## TEXT SHOWN
----------
Calculating Velocities of Charged Balls Released from 1m Distance

[devanlevin]

2 balls are held at a distance of 1m from each other and then released, what will each of their velocities be when they are 2m from one another
m1=0.05 (kg)
q1=6*10^-6 (c)
m2=0.1 (kg)
q2=5*10^-6 (c)

what i tried was looking at each ball seperately
ball1

Energy===> Ue(initial)=Ue(final)+Ek
K(q2q1)/r(initial)=K(Q2q1)/r(final)+(1/2)mv^2
K(q2q1)/1=K(Q2q1)/2)+(1/2)mv^2
v^2=(Kq2q1)/m1=5.4
v1=2.3237m/s

V^2=(Kq2q1)/m2=2.7
v2=1.643m/s

but the answers in my textbook are
v1=1.9m/s
v2=-0.95m/s

where have i gone wrong here

 

[jackiefrost]

2 balls are held at a distance of 1m from each other and then released, what will each of their velocities be when they are 2m from one another
m1=0.05 (kg)
q1=6*10^-6 (c)
m2=0.1 (kg)
q2=5*10^-6 (c)

what i tried was looking at each ball seperately
ball1

Energy===> Ue(initial)=Ue(final)+Ek
K(q2q1)/r(initial)=K(Q2q1)/r(final)+(1/2)mv^2
K(q2q1)/1=K(Q2q1)/2)+(1/2)mv^2
v^2=(Kq2q1)/m1=5.4
v1=2.3237m/s

V^2=(Kq2q1)/m2=2.7
v2=1.643m/s

but the answers in my textbook are
v1=1.9m/s
v2=-0.95m/s

where have i gone wrong here

The (1/2)mv^2 (highlighted red, above) is the final total kinetic energy. So, it is actually (1/2*m1*v1^2)+(1/2*m2*v2^2). You then have to ask yourself how that total is split between the two masses to arrive at the individual velocities.
----------
## RAW DATA

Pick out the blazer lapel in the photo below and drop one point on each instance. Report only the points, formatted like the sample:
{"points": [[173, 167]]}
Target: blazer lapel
----------
## DIRECTIONS
1. Transcribe the charged-balls thread word for word, starting at "The (1/2)mv^2 (highlighted" and ending at "the individual velocities.".
2. Pick up the charged-balls thread after its last sentence and keep writing it.

## FINAL RESULTS
1.
The (1/2)mv^2 (highlighted red, above) is the final total kinetic energy. So, it is actually (1/2*m1*v1^2)+(1/2*m2*v2^2). You then have to ask yourself how that total is split between the two masses to arrive at the individual velocities.

2.
jf

 

[devanlevin]

so then, i say
(1/2)mv^2=(1/2*m1*v1^2)+(1/2*m2*v2^2)=27/200

v^2=9/5
v=1.34m/s

then from there i suppose i should split the velocity between the 2 as the ratio of their mass, but i still don't come to the correct answer, i see in the answer that the ratio of the velocity is the same as the ratio of the mass which is logical, but how do i get those numbers

 

[jackiefrost]

The total final kinetic energy KE is (1/2)m1v1^2 + (1/2)m2v2^2 and equals the work done by the electric field w. That work is equal to the difference between the initial and final potential energy.

KE = -w = (kq1q2/r2 - kq1q2/r1) [r2=final dist 2m, r1=initial dist 1m]

The total kinetic energy is divided according to the proportion of the individual masses to the total mass m1+m2. Note however that the ke2 of the more massive m2 is affected proportionally less than that for m1. This makes sense since the electric force acts to accelerate the less massive m1 to a proportionally higher velocity than m2 and it's those new velocities that account for the new individual kinetic energies since the masses haven't changed. That's why the following equations don't look correct (the kinetic energy of m1 using the m2/m1+m2 proportion instead of m1/m1+m2, etc...)

ke1 = -w(m2/m1+m2) [ke1 is kinetic energy of m1, etc]
ke2 = -w(m1/m1+m2)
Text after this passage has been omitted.